_Text provided:_
========
Apr/29/2010 10:50 AM
We have been busy in real life, if not on this page. We pruned the entire orchard in late February to mid March, and planted new trees where others died so that the orchard is once again filled in. A good thing we got all that completed in a timely manner, since the warm weather in April accelerated bud development. The trees are currently about 2 weeks ahead of schedule in terms of flowering and leafing out - the apple trees are likely to bloom this weekend, and the other fruit trees (plum, peach, pear and cherry) are in full bloom now. Hopefully enough pollinators are flying around that we will get good fruit set. We have sprayed our first sulfur of the season on the scab-susceptible varieties, and had a good wetting period. The idea with this treatment is that the fungal spores of the scab are released after a certain amount of warmth, when they get wet, and they need to stay wet to grow. The sulfur is sprayed on the leaves, where it changes the pH (acidity) of the water on the leaves and makes the leaf an inhospitable place for the fungus. Scab spores are only released for a limited period of time, so if there is sulfur on the trees for every wet period during that season, most of the scab damage can be avoided. Trees that are heavily infected with scab will lose all their leaves, which is very costly and stressful for the tree, and the fruit will develop black cankers. Some of the MacIntosh fruit look like walnuts when scab infection is bad enough. Luckily, a large portion of our orchard is scab resistant, so the sulfur sprays are unnecessary on those trees.
On the rest of our farm, the chickens are thrilled to be outside every day after a long winter trapped in their coop, and the sheep are once again eating fresh grass and turning up their noses at the hay. We have planted some early season vegetables, which are coming along slowly, and generally getting the gardens into shape for the prime growing season. And we got a puppy in March, Watermelon the labradoodle, who loves to herd escapee chickens back into their fence, watch the sheep, help us plant trees, and generally get her nose in every aspect of farm life.
========
_Extracted entries:_
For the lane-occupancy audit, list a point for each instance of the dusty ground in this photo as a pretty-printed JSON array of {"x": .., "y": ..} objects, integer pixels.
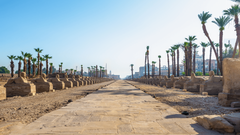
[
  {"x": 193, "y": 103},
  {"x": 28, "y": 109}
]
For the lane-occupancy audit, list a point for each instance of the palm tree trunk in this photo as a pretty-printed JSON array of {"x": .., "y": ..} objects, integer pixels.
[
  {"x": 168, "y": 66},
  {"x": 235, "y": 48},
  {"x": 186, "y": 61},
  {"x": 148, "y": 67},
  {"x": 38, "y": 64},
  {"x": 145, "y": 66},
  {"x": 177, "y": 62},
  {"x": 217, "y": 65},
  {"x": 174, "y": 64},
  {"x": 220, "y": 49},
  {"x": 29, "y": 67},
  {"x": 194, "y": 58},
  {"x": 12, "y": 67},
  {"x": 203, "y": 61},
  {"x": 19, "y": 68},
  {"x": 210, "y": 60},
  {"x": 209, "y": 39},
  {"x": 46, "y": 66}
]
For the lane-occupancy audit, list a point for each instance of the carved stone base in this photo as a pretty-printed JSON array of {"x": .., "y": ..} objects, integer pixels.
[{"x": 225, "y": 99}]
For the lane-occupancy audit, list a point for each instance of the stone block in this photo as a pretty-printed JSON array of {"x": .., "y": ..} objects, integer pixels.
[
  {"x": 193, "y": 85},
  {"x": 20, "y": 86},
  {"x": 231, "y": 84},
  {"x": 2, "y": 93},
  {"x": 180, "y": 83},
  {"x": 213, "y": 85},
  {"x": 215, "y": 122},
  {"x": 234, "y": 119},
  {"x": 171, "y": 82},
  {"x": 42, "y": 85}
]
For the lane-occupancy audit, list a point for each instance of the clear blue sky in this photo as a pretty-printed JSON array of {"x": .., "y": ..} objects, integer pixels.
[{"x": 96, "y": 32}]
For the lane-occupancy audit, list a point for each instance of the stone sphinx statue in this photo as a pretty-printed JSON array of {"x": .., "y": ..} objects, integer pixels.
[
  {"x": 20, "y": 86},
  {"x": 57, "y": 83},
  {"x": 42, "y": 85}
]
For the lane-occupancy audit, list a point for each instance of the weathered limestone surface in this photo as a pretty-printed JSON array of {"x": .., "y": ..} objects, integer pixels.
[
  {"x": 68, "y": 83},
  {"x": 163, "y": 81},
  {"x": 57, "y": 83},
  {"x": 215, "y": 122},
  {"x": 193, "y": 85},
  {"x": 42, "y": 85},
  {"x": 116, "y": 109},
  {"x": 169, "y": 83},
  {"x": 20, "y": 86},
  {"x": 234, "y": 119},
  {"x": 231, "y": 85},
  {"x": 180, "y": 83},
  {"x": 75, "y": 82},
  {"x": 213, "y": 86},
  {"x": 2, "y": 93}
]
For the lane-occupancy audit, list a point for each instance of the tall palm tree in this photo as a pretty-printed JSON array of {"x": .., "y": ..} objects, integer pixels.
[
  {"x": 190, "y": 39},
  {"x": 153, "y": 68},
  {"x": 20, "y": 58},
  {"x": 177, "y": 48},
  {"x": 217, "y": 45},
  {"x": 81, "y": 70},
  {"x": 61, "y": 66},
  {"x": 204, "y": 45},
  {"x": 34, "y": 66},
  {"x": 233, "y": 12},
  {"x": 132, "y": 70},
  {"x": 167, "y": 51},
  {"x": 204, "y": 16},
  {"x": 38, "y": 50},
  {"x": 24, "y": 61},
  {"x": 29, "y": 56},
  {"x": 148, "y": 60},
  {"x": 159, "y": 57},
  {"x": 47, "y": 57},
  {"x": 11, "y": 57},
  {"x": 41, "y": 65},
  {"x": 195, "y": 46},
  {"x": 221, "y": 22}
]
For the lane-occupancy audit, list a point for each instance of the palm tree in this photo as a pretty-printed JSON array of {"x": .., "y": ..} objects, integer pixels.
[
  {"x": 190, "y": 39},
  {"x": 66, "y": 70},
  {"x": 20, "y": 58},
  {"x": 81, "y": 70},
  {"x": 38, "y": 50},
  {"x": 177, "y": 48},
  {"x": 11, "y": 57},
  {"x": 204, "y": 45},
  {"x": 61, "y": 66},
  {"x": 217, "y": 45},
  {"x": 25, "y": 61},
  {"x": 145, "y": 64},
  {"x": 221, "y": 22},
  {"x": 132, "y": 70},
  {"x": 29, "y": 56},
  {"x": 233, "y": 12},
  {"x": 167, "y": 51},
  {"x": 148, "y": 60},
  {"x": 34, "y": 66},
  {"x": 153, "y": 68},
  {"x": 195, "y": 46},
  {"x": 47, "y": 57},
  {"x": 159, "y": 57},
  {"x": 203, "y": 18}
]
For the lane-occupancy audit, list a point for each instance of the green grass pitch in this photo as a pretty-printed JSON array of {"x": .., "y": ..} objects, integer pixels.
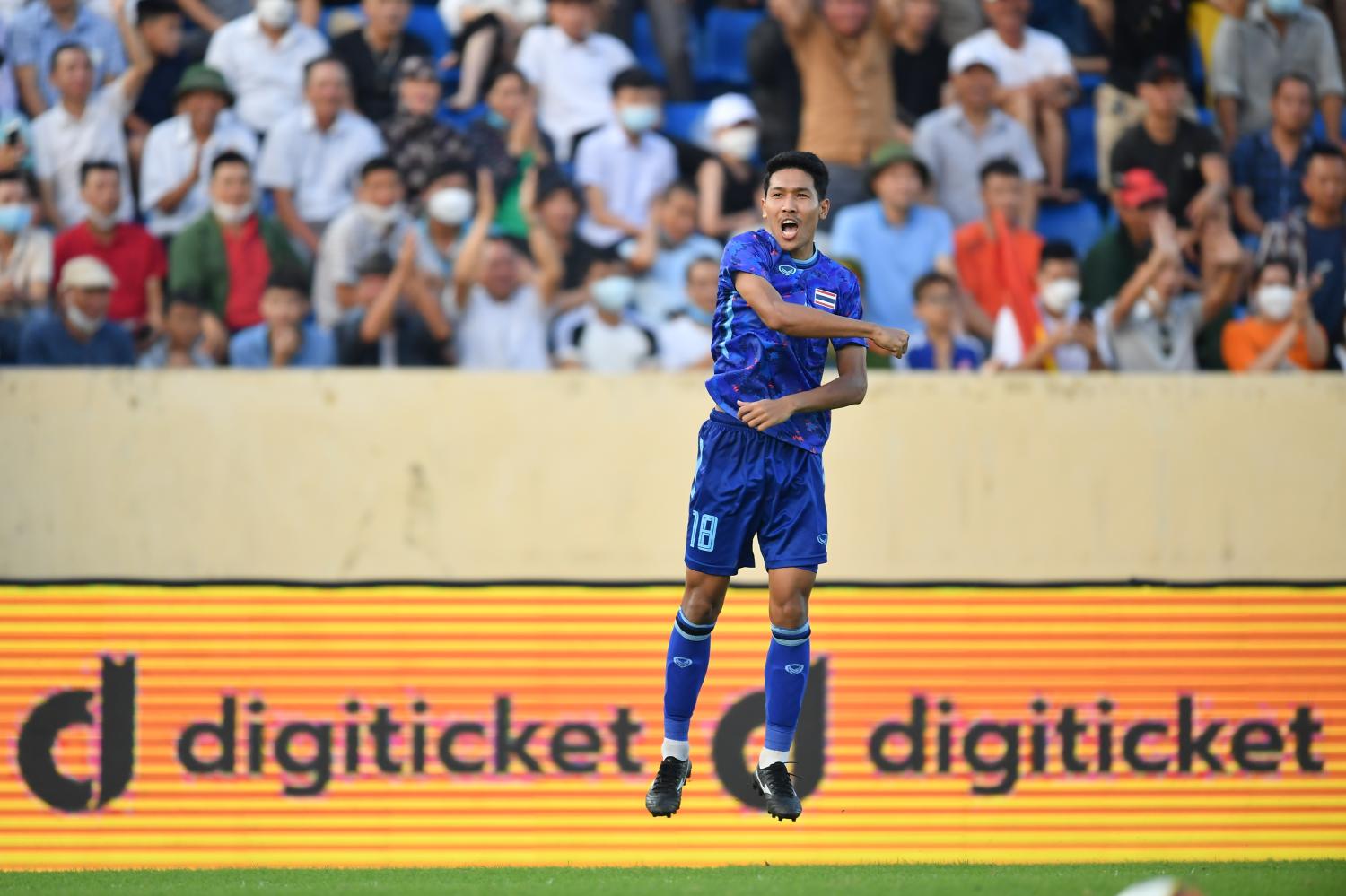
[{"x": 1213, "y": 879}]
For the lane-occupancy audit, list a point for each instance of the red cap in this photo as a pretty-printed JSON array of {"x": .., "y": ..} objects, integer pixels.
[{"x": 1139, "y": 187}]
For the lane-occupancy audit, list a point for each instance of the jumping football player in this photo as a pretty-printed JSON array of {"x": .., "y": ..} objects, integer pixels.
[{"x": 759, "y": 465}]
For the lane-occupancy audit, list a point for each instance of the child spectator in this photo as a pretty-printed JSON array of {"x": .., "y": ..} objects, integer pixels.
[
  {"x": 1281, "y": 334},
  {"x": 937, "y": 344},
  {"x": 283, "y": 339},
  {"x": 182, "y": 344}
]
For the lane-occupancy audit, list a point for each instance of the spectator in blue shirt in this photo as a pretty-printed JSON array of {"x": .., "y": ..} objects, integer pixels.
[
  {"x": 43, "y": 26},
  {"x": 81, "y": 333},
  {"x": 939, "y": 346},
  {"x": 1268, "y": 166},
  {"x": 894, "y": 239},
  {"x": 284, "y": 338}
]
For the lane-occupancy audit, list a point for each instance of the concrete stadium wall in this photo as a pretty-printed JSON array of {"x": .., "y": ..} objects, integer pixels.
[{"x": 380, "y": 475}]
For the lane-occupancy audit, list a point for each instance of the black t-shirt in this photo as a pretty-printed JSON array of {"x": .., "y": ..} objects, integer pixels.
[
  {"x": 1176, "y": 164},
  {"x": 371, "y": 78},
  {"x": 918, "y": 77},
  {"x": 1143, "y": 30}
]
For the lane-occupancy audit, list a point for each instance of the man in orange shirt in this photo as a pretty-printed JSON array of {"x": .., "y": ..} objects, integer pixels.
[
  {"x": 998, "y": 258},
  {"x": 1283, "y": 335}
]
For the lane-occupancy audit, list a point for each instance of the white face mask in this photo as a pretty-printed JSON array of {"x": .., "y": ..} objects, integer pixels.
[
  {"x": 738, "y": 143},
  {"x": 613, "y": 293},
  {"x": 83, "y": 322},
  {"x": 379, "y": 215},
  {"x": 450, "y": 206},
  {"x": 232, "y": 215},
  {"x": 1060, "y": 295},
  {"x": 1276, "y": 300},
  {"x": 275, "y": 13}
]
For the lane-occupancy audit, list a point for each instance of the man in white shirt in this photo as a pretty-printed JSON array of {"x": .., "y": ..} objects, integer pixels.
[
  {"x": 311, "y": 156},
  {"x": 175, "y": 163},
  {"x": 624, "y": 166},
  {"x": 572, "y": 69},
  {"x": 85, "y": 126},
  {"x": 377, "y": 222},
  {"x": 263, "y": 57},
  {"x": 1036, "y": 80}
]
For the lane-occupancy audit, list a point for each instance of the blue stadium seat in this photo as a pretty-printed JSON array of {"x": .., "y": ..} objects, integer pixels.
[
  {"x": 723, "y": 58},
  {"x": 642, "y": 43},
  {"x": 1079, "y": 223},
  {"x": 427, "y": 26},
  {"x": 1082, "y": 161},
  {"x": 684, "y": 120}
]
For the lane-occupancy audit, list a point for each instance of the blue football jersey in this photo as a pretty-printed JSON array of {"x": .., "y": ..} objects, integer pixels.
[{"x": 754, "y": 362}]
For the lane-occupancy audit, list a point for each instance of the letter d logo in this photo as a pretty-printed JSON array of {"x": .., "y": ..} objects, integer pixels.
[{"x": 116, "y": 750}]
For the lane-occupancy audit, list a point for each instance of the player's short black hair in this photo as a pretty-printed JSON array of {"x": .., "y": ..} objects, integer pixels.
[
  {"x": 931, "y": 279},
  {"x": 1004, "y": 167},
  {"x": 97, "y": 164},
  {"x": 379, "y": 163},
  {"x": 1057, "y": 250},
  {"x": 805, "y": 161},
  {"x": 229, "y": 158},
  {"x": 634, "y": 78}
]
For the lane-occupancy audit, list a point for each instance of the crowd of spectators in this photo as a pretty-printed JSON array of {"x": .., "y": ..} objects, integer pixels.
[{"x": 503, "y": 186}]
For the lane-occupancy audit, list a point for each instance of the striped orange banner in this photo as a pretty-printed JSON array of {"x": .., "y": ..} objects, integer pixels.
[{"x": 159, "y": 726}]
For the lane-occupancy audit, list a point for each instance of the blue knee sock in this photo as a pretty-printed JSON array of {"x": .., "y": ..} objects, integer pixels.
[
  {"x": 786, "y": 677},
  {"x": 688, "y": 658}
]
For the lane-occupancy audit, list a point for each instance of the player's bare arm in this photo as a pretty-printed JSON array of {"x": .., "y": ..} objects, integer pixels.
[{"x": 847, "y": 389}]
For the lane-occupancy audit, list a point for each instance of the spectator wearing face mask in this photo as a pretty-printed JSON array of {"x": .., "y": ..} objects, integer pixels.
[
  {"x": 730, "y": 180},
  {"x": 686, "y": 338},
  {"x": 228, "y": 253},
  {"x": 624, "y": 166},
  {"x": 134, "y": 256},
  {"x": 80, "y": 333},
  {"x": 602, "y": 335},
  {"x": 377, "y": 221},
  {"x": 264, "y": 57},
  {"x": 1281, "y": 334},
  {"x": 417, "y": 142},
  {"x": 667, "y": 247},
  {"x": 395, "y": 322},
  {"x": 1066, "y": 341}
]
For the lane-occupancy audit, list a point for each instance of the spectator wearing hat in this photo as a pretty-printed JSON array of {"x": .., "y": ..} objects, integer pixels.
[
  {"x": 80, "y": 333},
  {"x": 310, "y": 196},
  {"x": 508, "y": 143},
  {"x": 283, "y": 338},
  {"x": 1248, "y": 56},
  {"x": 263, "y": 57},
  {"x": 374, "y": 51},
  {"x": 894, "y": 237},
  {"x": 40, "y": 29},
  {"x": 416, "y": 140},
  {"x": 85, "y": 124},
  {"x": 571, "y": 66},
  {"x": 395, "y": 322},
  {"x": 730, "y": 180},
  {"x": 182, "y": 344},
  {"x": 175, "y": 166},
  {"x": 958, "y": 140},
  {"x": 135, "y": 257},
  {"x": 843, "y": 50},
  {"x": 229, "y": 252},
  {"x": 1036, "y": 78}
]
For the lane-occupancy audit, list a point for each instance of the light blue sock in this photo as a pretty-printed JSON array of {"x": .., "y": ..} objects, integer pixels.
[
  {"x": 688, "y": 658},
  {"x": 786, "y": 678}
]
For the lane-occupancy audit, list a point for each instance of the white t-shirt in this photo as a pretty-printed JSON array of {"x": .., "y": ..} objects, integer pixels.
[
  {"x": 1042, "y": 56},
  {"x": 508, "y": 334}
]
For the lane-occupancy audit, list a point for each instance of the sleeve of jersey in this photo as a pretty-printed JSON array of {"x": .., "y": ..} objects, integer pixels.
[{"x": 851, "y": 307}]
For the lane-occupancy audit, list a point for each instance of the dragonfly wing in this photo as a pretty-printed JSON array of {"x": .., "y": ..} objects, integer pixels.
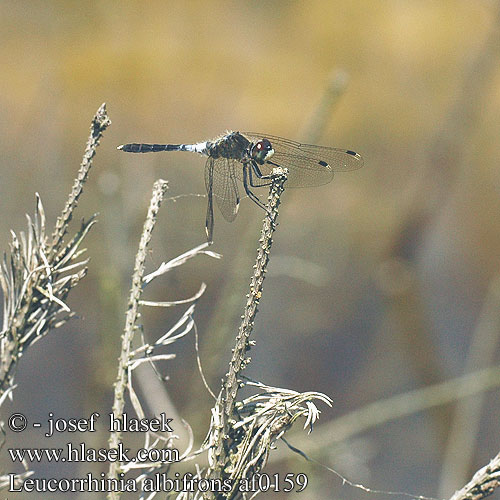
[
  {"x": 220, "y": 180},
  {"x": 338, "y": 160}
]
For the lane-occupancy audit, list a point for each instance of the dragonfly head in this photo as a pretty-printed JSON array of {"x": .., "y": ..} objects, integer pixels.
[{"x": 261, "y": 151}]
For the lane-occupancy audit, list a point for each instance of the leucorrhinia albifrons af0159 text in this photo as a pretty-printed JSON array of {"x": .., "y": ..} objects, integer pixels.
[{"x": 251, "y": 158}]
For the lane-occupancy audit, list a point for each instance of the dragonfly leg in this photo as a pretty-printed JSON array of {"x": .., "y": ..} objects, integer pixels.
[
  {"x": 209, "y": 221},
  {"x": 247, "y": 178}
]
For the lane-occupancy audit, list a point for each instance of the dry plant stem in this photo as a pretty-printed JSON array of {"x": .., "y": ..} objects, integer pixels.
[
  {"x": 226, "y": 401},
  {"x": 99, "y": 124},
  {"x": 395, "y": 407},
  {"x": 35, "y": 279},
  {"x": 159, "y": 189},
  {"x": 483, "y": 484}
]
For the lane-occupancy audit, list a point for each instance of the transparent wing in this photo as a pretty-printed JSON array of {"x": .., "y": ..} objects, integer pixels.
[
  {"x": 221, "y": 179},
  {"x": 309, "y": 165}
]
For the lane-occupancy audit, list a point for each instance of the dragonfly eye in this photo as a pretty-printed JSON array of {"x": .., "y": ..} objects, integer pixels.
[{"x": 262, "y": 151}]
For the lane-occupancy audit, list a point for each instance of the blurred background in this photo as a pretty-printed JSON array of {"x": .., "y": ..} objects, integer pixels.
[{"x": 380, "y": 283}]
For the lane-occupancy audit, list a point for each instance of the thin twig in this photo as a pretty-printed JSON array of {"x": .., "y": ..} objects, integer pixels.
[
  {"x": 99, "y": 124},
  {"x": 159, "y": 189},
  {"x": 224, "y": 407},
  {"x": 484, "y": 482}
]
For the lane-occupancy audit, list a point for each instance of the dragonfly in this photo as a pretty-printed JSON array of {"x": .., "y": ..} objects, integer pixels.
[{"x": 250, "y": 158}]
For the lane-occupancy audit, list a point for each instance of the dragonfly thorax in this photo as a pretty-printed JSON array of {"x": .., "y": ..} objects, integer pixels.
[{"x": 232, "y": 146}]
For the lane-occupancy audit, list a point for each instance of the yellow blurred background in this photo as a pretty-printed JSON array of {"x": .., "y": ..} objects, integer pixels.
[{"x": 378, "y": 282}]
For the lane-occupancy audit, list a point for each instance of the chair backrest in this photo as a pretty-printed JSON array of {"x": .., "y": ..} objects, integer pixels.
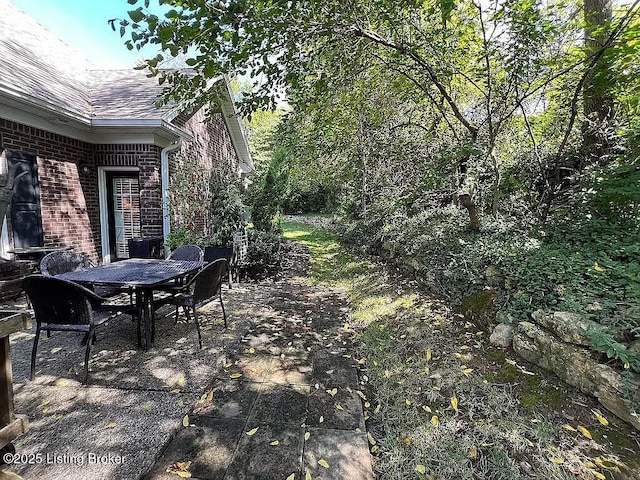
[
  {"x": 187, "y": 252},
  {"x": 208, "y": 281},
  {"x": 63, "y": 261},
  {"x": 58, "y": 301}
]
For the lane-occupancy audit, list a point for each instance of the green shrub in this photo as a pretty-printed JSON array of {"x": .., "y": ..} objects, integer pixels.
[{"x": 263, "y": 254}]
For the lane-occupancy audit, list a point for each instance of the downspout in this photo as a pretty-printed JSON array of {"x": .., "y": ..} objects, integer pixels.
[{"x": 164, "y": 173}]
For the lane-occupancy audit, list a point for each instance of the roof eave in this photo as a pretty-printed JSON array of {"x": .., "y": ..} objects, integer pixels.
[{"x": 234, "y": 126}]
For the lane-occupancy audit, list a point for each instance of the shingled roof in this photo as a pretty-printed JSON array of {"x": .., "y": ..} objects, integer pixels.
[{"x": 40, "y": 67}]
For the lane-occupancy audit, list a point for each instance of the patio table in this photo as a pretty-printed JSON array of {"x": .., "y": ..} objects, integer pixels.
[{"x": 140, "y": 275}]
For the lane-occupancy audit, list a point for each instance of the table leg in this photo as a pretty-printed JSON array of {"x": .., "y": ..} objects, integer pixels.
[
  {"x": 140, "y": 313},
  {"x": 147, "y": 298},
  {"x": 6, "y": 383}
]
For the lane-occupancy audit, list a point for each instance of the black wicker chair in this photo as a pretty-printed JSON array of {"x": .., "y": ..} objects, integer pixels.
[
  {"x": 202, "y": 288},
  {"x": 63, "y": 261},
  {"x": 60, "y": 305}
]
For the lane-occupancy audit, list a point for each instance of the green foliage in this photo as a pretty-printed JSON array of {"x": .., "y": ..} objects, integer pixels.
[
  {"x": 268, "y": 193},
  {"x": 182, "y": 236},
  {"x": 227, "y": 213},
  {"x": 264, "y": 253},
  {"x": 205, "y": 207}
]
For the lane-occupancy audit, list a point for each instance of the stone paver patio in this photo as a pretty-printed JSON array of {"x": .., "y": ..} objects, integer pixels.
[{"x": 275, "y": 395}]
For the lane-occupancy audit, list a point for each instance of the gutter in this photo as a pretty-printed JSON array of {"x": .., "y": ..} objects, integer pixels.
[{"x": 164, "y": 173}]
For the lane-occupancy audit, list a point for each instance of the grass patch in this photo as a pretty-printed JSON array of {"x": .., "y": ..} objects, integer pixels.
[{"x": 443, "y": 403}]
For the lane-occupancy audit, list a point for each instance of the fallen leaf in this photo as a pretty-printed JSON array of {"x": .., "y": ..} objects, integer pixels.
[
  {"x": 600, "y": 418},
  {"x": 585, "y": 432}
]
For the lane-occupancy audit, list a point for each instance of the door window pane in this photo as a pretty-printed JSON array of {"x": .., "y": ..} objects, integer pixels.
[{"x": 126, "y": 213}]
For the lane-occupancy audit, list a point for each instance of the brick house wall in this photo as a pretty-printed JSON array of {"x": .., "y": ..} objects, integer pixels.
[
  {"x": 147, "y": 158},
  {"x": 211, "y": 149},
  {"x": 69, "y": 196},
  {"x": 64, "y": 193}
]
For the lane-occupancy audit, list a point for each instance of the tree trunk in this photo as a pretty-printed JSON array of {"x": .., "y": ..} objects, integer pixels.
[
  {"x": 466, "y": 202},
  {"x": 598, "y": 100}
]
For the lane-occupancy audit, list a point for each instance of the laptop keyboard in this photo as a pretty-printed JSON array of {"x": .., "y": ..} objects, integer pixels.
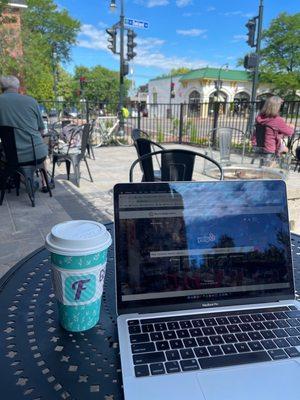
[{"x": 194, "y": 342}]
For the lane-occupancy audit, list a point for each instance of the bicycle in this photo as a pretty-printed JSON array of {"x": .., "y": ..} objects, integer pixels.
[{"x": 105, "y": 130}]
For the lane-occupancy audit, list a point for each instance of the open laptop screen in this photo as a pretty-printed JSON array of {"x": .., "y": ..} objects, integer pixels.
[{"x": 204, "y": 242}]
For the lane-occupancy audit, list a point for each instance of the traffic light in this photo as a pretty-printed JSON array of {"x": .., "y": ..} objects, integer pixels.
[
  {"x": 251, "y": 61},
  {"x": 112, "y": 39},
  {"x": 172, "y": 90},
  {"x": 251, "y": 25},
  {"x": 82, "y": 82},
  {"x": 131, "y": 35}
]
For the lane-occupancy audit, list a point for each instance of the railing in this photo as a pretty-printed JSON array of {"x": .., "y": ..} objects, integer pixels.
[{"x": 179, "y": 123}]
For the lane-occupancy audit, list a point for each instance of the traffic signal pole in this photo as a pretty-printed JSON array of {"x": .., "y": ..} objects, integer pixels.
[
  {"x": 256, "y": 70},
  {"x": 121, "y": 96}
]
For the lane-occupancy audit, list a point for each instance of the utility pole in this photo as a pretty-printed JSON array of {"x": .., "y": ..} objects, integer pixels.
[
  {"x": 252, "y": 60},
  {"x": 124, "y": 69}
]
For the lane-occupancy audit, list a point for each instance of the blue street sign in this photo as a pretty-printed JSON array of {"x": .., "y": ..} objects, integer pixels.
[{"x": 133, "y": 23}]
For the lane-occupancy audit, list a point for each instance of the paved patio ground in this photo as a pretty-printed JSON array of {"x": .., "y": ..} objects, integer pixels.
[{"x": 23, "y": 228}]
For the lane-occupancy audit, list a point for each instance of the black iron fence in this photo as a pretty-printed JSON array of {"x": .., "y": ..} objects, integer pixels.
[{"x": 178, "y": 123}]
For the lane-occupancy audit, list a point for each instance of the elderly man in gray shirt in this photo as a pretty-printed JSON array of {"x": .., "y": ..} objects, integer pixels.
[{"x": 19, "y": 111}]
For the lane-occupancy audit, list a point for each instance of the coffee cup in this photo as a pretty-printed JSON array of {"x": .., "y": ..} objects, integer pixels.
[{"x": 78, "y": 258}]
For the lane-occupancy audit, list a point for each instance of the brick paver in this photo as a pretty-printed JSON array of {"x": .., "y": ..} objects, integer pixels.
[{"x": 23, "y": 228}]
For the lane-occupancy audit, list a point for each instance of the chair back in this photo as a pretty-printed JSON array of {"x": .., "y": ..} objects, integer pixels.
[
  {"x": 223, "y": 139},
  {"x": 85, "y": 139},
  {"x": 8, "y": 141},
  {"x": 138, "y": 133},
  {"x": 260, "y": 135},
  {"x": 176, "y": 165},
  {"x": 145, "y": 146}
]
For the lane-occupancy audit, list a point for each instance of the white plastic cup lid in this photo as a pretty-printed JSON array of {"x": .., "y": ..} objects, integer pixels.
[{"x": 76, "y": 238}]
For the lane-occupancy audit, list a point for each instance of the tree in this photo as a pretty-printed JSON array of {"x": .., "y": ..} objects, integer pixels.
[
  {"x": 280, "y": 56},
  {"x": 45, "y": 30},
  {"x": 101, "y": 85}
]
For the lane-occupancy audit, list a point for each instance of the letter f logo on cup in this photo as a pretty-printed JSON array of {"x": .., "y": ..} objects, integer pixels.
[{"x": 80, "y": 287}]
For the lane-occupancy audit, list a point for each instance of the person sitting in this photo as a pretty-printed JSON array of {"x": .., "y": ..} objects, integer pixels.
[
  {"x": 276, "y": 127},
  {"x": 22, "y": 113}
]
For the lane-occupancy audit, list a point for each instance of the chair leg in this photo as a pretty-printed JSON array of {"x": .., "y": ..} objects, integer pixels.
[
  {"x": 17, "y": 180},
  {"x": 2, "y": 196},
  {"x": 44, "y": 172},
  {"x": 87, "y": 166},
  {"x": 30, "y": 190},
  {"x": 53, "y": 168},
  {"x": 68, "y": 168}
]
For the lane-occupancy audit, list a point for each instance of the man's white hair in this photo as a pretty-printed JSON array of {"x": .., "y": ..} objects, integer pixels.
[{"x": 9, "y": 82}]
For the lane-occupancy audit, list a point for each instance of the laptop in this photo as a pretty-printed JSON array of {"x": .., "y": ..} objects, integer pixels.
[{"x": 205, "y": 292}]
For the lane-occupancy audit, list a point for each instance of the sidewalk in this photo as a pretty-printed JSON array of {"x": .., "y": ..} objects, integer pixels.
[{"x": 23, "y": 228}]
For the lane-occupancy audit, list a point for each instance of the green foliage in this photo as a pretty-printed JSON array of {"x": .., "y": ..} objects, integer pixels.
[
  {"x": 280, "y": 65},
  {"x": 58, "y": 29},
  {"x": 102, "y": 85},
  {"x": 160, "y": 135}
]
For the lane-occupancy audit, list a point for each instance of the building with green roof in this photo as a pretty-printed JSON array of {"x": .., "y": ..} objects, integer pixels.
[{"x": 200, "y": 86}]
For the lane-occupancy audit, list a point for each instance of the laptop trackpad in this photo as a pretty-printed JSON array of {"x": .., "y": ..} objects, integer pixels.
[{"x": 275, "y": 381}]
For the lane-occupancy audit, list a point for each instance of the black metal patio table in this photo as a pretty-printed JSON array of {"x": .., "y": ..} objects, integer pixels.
========
_Activity 1:_ Name the fruit trees that the orchard update describes as in full bloom now.
_Activity 2:_ Reproduce the passage of the orchard update between "On the rest" and "of farm life.", inclusive.

_Problem solution 1:_ Plum, peach, pear and cherry.

_Problem solution 2:_
On the rest of our farm, the chickens are thrilled to be outside every day after a long winter trapped in their coop, and the sheep are once again eating fresh grass and turning up their noses at the hay. We have planted some early season vegetables, which are coming along slowly, and generally getting the gardens into shape for the prime growing season. And we got a puppy in March, Watermelon the labradoodle, who loves to herd escapee chickens back into their fence, watch the sheep, help us plant trees, and generally get her nose in every aspect of farm life.